Tâches:
1. D'après le texte sur les privilèges, quels privilèges devraient être la norme dans une société juste ?
2. Citez tout le passage du texte sur les privilèges, depuis « Force méritée, pouvoir » jusqu'à « est fait fi. ».

Force méritée, pouvoir non mérité
Je tiens par conséquent à établir une distinction entre la force méritée et le pouvoir non mérité conféré par les institutions. Le pouvoir découlant de privilèges non mérités peut avoir l’apparence de la force, alors qu’il s’agit en fait d’une permission de fuire ou de dominer. Toutefois, tous les privilèges figurant sur ma liste ne sont pas inévitablement préjudiciables. Certains d’entre eux, comme le fait de s’attendre à ce que vos voisins vous traitent convenablement, ou que votre appartenance raciale ne jouera pas contre vous devant les tribunaux, devrait être la norme dans une société juste. D’autres, par contre, comme le privilège de ne pas tenir compte de gens détenant moins de pouvoir, galvaudent la dimension humaine des détenteurs ainsi que des groupes dont il est fait fi.

Extraits de données:
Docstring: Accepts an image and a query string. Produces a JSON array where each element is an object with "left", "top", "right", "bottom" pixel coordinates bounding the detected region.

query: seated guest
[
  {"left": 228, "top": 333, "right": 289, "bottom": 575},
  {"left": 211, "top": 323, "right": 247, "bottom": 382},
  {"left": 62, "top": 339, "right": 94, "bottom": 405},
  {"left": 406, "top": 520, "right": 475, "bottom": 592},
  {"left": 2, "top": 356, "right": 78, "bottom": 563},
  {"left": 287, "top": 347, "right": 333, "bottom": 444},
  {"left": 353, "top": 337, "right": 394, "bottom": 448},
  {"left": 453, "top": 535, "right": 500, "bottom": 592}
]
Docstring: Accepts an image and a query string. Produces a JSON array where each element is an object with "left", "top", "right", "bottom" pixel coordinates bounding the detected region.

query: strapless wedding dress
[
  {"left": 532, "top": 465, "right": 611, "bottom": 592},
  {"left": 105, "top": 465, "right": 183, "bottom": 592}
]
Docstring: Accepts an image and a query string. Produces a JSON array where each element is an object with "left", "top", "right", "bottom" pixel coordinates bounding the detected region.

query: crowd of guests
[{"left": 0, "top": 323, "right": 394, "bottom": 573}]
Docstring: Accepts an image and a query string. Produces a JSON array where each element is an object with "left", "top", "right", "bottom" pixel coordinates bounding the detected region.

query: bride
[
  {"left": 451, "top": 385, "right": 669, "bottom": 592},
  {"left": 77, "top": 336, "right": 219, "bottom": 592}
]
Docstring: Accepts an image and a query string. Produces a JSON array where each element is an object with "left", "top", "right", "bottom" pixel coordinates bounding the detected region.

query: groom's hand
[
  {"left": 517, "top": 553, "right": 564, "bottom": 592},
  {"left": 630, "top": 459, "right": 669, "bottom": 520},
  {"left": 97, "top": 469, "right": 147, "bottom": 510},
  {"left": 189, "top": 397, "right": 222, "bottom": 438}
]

Corrigé:
1. S'attendre à ce que ses voisins vous traitent convenablement, et à ce que votre appartenance raciale ne joue pas contre vous devant les tribunaux.

2.
Force méritée, pouvoir non mérité
Je tiens par conséquent à établir une distinction entre la force méritée et le pouvoir non mérité conféré par les institutions. Le pouvoir découlant de privilèges non mérités peut avoir l’apparence de la force, alors qu’il s’agit en fait d’une permission de fuire ou de dominer. Toutefois, tous les privilèges figurant sur ma liste ne sont pas inévitablement préjudiciables. Certains d’entre eux, comme le fait de s’attendre à ce que vos voisins vous traitent convenablement, ou que votre appartenance raciale ne jouera pas contre vous devant les tribunaux, devrait être la norme dans une société juste. D’autres, par contre, comme le privilège de ne pas tenir compte de gens détenant moins de pouvoir, galvaudent la dimension humaine des détenteurs ainsi que des groupes dont il est fait fi.